Work to be completed: Copy each line that includes the string "seat" from the material into your answer.
··· Available data
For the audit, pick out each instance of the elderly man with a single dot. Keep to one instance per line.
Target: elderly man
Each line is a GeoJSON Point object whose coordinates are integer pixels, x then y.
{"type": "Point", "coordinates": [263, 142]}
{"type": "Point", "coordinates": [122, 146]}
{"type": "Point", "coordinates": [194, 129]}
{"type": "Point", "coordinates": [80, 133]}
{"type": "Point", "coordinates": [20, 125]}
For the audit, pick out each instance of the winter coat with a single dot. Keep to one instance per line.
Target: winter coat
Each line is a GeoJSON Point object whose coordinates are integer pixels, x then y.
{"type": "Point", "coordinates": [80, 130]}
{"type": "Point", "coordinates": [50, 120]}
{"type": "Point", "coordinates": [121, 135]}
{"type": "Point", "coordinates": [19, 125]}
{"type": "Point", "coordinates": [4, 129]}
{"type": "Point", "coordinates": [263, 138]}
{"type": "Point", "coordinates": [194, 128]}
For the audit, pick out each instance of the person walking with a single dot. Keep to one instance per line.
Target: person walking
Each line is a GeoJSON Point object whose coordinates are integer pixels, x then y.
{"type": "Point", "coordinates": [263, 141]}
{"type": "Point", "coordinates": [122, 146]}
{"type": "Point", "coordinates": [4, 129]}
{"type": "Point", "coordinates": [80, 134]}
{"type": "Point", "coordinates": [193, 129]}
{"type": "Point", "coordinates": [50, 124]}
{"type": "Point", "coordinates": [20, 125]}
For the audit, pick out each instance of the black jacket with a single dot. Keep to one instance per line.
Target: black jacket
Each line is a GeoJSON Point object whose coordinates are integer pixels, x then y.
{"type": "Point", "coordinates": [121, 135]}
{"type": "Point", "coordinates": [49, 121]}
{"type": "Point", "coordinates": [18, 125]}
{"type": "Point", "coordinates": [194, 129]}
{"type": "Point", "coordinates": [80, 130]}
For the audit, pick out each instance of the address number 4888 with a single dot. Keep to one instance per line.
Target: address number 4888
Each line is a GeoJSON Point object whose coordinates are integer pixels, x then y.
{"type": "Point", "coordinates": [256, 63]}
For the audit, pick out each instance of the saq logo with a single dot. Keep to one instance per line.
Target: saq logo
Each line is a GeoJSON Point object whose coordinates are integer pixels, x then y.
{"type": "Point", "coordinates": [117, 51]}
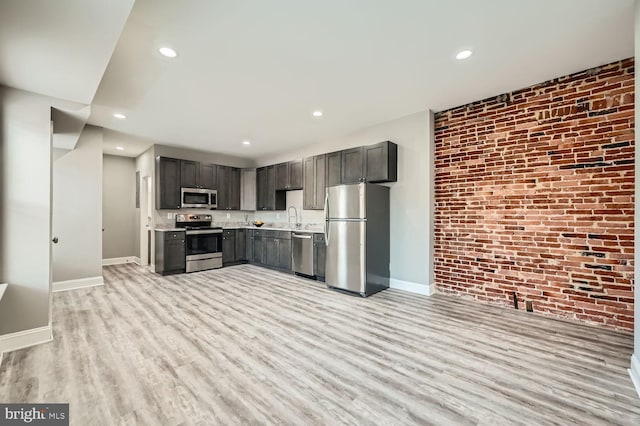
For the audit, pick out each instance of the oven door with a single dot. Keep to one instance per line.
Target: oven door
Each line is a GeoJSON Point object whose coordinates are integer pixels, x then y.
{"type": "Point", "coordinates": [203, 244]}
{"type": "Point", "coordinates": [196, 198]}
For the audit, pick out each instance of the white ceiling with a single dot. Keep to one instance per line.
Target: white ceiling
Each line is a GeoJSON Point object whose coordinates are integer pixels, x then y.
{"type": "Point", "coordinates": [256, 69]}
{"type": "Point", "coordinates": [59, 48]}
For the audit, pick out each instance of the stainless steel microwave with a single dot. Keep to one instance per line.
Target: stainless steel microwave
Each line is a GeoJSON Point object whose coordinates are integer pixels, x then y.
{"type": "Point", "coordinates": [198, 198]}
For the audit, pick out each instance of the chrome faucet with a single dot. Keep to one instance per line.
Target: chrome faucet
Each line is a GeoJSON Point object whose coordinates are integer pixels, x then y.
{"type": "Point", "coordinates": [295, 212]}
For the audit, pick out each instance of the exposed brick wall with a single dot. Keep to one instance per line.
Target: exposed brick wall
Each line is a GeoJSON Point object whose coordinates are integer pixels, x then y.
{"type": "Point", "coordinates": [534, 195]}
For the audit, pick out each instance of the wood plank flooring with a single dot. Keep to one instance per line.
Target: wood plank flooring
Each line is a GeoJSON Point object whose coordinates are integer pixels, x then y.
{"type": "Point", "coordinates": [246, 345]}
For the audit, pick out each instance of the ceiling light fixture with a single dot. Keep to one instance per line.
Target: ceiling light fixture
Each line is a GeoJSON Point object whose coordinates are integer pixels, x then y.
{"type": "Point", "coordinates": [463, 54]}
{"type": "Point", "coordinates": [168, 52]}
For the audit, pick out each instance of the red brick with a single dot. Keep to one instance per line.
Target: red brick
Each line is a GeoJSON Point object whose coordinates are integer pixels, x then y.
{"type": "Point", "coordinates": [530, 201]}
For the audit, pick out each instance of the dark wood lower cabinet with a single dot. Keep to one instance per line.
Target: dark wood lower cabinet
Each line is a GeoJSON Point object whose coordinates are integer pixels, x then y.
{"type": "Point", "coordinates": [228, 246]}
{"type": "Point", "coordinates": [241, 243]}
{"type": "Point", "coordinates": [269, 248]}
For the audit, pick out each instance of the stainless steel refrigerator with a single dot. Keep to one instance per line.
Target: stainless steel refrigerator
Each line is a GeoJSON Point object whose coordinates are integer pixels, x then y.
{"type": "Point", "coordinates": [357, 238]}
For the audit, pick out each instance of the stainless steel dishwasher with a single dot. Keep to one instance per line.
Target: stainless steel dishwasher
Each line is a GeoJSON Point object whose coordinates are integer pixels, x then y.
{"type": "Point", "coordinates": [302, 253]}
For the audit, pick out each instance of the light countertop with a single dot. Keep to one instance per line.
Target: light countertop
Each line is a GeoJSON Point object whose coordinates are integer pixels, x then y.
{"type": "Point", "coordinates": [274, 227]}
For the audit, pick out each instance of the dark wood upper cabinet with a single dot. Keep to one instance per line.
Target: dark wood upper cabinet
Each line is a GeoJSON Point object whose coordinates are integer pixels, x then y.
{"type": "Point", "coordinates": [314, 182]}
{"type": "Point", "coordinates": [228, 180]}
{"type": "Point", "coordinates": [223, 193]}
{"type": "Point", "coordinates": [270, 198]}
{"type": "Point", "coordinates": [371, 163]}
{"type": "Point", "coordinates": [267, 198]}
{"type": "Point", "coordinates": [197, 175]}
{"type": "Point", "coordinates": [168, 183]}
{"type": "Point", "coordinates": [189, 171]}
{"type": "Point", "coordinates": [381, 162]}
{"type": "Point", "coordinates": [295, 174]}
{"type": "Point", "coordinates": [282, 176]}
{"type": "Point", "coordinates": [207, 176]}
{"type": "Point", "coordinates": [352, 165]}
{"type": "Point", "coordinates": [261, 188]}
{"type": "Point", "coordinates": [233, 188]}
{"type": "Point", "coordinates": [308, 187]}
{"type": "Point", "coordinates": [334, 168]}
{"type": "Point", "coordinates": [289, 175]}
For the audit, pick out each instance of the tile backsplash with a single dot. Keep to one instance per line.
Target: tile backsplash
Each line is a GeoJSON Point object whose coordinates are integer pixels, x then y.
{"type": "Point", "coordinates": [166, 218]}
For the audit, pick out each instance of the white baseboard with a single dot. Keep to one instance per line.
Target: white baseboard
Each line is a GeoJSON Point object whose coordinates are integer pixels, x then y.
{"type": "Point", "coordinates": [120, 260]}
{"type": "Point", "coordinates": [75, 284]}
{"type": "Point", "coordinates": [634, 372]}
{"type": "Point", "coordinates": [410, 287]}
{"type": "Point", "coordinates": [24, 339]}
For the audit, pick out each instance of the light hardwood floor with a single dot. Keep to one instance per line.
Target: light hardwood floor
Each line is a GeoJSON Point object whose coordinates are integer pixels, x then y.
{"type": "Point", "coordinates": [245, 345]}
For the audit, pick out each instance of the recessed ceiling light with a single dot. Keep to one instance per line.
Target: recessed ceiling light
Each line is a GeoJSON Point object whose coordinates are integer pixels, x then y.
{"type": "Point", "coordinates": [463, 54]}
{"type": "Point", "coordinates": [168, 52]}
······
··· Available data
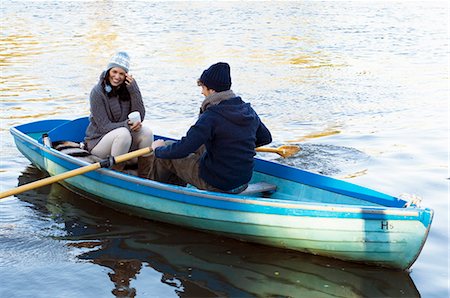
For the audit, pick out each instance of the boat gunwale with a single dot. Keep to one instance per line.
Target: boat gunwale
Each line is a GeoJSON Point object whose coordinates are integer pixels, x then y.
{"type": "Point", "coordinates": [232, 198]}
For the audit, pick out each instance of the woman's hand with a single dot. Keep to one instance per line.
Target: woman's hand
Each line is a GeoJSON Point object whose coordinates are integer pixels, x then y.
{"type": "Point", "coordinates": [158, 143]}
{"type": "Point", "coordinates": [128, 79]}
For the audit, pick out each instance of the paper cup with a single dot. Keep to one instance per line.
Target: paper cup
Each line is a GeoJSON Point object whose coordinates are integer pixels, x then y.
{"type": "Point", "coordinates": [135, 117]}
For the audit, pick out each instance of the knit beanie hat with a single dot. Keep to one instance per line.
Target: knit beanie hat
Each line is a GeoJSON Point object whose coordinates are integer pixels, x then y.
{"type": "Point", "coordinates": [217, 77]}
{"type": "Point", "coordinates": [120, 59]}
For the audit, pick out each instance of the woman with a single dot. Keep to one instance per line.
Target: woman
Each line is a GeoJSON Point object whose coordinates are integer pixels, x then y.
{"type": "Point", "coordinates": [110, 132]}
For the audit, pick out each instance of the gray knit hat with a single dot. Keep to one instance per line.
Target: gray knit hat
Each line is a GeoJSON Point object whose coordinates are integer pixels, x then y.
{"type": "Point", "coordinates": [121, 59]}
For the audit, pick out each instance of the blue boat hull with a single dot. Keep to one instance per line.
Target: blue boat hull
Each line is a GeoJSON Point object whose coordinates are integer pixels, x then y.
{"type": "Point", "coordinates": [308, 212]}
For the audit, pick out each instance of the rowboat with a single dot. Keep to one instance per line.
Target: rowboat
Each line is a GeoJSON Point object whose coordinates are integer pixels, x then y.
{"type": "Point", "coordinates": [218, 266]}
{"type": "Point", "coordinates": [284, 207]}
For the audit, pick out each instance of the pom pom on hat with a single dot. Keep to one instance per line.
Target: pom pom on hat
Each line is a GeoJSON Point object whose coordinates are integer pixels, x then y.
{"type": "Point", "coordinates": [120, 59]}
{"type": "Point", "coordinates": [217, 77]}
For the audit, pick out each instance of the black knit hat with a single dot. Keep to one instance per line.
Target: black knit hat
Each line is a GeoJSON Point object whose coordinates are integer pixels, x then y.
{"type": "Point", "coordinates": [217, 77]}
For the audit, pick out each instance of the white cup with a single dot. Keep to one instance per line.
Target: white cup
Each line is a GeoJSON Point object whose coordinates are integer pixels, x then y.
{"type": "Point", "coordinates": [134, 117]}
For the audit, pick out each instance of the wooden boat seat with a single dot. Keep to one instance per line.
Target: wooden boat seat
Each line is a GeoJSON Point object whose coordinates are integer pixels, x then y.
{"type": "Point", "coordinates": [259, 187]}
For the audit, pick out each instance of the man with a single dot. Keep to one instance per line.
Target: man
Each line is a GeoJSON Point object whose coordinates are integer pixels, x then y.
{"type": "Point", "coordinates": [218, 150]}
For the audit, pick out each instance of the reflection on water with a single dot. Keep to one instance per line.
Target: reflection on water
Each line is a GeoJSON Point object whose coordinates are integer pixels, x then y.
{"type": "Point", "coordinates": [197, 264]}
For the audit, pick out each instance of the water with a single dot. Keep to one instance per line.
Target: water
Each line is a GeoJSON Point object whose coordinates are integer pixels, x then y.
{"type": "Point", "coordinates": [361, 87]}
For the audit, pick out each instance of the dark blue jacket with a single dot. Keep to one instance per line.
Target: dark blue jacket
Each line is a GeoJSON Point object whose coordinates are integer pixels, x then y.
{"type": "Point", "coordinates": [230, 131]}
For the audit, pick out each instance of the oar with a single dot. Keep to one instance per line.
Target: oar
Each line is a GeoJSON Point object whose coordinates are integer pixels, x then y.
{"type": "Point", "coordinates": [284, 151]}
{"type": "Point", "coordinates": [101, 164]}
······
Reply to the exercise:
For the audit, pick out each instance of the wooden boat seat with a single dot. Keep to one instance per line.
Target: wooden boat seat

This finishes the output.